• [GIVEN INFORMATION]:
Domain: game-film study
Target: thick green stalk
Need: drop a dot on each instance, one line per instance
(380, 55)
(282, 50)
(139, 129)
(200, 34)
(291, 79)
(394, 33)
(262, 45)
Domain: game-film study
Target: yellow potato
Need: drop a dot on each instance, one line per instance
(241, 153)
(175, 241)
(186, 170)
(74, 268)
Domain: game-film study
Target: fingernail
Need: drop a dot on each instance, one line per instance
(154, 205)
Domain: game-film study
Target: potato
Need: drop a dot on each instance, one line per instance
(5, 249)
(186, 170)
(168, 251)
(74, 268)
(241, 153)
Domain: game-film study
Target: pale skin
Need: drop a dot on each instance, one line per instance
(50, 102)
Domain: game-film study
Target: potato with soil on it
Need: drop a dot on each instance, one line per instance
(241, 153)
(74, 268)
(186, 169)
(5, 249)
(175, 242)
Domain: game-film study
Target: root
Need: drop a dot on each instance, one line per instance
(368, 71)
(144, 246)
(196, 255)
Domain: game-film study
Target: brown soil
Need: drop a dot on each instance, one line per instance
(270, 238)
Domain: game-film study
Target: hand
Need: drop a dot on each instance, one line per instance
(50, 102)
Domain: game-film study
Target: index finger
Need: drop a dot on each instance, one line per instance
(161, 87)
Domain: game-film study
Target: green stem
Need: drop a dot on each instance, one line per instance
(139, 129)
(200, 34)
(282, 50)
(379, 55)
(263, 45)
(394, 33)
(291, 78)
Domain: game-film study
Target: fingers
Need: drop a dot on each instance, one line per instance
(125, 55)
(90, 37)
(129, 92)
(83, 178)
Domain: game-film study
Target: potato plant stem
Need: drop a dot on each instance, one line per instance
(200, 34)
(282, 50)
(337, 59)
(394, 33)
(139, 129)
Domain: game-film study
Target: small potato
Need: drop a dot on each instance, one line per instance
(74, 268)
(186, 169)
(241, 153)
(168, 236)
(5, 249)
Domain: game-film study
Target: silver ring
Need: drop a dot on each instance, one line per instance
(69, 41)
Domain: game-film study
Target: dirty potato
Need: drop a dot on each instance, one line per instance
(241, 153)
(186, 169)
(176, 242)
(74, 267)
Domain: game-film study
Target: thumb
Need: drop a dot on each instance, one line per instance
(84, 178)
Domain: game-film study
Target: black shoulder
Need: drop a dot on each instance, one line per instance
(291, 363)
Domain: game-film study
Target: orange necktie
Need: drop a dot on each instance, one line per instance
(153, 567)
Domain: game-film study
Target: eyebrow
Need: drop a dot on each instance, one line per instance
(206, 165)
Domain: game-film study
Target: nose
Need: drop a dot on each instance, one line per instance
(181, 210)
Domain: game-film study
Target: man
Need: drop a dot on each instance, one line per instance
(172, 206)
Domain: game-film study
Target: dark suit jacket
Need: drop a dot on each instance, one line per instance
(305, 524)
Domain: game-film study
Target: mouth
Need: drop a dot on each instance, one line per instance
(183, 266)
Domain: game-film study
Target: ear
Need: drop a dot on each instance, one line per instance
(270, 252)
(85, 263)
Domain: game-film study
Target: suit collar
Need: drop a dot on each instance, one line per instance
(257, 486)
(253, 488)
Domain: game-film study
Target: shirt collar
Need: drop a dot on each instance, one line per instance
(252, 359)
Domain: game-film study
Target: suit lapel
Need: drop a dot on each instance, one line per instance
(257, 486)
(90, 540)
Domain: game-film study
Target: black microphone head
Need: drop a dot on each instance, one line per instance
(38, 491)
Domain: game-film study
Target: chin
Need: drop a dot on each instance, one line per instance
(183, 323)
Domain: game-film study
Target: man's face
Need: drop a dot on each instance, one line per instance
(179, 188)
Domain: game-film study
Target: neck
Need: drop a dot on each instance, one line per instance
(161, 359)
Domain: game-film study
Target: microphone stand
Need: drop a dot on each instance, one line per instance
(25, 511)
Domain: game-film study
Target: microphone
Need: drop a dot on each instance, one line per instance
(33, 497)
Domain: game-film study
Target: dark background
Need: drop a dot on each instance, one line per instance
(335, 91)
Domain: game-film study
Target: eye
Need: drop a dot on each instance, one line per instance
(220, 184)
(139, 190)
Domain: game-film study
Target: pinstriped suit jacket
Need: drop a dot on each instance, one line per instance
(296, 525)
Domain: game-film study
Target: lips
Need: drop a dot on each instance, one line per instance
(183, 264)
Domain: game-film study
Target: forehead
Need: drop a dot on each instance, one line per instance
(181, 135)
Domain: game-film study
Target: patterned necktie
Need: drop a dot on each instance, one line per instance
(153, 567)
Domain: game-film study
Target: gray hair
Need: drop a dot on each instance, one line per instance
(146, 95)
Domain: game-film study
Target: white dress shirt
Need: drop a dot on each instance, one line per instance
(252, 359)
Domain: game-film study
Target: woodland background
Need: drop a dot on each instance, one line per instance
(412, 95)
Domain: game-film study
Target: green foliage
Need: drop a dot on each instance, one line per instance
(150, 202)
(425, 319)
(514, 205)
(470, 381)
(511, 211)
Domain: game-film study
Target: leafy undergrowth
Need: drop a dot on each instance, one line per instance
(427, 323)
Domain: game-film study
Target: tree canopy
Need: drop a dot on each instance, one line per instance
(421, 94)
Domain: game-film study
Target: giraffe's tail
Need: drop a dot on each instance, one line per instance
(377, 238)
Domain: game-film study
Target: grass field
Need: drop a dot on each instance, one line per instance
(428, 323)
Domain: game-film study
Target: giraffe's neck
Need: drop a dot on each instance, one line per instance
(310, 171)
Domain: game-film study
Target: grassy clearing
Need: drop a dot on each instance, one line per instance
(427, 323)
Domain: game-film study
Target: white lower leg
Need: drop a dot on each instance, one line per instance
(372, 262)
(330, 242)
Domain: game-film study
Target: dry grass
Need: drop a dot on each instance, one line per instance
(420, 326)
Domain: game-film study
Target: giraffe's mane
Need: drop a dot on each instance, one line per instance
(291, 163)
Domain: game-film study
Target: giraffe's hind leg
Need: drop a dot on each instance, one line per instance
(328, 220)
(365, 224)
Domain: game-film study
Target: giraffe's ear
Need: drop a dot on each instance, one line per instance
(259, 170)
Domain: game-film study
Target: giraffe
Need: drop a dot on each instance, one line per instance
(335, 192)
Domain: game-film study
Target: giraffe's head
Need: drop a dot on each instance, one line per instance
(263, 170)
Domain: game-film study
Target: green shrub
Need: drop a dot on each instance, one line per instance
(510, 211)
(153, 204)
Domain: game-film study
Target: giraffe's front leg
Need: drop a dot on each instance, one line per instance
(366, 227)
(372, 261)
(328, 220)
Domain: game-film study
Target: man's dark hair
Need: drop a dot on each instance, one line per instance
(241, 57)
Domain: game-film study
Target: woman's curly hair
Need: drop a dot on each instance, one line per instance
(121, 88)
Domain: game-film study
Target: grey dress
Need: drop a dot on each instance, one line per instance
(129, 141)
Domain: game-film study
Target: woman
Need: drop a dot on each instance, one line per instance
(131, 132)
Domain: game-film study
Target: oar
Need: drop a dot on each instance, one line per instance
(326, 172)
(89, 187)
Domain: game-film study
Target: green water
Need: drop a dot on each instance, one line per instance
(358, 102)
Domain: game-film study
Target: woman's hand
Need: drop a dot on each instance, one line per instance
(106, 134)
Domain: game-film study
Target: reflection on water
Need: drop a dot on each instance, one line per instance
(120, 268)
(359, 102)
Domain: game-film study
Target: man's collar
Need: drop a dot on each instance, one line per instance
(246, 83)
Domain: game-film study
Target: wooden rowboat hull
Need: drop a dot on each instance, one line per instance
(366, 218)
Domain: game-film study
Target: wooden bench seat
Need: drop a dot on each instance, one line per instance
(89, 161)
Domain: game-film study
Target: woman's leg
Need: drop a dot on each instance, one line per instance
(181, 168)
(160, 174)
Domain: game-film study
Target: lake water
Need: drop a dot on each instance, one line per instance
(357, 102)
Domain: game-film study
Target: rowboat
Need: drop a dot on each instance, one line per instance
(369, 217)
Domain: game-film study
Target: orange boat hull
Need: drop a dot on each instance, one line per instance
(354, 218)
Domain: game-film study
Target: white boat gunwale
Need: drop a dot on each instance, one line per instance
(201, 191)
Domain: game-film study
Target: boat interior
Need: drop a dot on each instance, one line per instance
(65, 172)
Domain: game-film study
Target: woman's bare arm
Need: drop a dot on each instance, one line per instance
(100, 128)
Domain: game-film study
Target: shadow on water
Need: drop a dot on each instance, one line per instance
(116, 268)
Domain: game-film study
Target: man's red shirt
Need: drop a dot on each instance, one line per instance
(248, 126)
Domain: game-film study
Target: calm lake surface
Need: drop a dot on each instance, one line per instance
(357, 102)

• [WHAT YOU ARE ASKED TO DO]: Select every line in the listing above that contains the word "suit".

• [RESPONSE TO THE TASK]:
Target: dark suit jacket
Target: suit collar
Target: suit lapel
Target: pinstriped suit jacket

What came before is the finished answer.